Rewrite the section that begins with the line containing "the white wall." and continues through the end of the entries, replacing "provide" with "mark" and changing nothing else.

>> begin MATERIAL TO PROCESS

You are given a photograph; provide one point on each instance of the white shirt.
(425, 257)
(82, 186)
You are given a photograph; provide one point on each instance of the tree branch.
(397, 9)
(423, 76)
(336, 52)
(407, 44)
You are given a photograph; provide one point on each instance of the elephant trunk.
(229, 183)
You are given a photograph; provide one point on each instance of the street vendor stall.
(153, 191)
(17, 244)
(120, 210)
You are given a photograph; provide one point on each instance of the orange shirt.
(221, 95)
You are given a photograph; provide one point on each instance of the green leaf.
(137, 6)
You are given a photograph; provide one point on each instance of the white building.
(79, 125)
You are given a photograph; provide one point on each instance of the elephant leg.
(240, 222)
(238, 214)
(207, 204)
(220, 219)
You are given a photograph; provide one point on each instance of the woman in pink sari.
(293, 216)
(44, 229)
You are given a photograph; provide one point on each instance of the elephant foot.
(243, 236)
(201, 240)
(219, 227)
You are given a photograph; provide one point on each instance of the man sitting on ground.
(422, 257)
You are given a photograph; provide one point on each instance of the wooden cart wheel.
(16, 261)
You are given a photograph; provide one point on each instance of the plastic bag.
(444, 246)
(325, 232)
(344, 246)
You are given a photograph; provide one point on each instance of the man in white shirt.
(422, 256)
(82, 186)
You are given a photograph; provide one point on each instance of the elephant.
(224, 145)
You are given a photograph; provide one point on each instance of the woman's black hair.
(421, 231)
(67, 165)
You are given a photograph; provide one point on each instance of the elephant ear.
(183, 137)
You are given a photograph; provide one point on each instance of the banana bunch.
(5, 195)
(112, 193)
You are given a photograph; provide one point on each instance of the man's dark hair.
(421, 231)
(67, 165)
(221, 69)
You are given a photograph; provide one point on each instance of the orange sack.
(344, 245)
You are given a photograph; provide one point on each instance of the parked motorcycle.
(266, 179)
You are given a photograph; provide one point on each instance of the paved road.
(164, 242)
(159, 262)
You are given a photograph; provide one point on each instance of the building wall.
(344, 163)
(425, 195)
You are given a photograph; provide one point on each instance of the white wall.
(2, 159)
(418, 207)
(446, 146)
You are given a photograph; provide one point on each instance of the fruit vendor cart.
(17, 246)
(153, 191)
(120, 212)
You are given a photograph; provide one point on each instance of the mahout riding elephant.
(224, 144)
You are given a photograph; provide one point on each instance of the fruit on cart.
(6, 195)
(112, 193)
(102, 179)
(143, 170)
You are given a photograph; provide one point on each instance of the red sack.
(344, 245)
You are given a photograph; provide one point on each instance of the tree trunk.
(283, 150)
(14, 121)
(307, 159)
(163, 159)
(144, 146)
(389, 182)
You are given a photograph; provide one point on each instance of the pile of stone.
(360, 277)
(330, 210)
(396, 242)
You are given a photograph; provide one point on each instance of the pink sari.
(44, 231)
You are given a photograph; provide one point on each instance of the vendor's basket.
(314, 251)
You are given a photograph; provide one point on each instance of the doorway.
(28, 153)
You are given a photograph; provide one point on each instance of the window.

>> end MATERIAL TO PROCESS

*COMPLETE ANSWER*.
You are given a photograph; mark one point on each instance of the white wall.
(2, 159)
(418, 207)
(446, 146)
You are given a photograph; mark one point on each instance of the fruit vendor cart.
(17, 246)
(153, 191)
(120, 212)
You are given a photograph; mark one point on each instance of the mahout riding elephant.
(224, 144)
You are given a photograph; mark one point on each instance of the fruit on cart.
(6, 195)
(112, 193)
(102, 179)
(143, 170)
You are given a photograph; mark one point on each instance of the red sack.
(344, 245)
You are given a photograph; mark one point on each instance of the tree trunk.
(283, 150)
(14, 121)
(307, 159)
(163, 159)
(144, 146)
(389, 182)
You are given a photograph; mark one point on each instance of the pile of stone.
(360, 277)
(330, 210)
(396, 242)
You are given a photograph; mark one point on each instance of the pink sari.
(44, 231)
You are given a photograph; mark one point on each instance of the vendor's basket.
(314, 251)
You are given a photograph; mark one point on each instance of the doorway.
(28, 153)
You are given a photograph; mark one point on each instance of the window.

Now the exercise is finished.